Aim of the exercise => Every line in the listing below that holds the word "Target" should be returned.

Task material =>

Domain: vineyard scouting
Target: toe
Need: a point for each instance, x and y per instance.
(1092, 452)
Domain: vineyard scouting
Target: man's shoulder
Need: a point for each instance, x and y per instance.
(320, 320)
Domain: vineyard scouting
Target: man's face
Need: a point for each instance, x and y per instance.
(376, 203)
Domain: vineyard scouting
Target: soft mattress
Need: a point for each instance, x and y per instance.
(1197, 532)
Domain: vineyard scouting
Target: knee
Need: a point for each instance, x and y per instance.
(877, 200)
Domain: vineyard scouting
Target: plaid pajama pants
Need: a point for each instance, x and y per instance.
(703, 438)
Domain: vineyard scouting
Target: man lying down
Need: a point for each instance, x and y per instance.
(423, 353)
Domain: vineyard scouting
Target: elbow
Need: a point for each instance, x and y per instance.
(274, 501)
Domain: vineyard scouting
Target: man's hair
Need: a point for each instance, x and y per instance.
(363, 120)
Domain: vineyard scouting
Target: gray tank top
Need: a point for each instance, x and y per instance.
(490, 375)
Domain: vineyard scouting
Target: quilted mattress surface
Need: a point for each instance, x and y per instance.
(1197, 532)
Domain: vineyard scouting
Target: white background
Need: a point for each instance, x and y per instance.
--
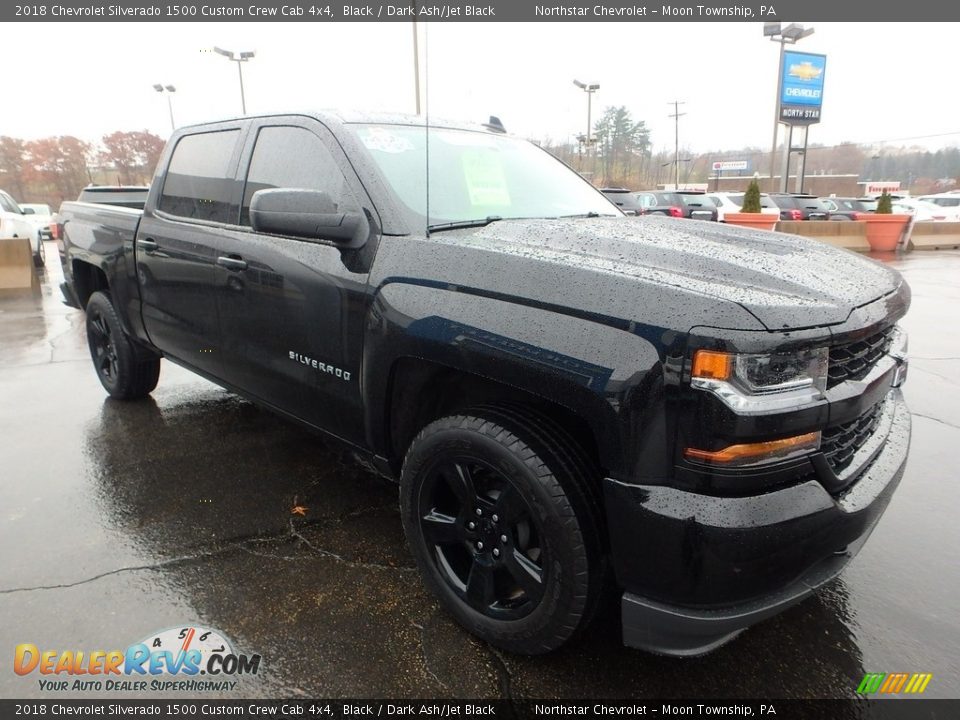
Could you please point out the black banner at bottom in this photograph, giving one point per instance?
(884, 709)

Answer for this exercise =>
Target: toe
Target: man's shoulder
Target: man's face
Target: soft mattress
Target: knee
Target: plaid pajama pants
Target: man lying down
Target: elbow
Target: man's hair
Target: gray tank top
Target: quilted mattress surface
Target: white background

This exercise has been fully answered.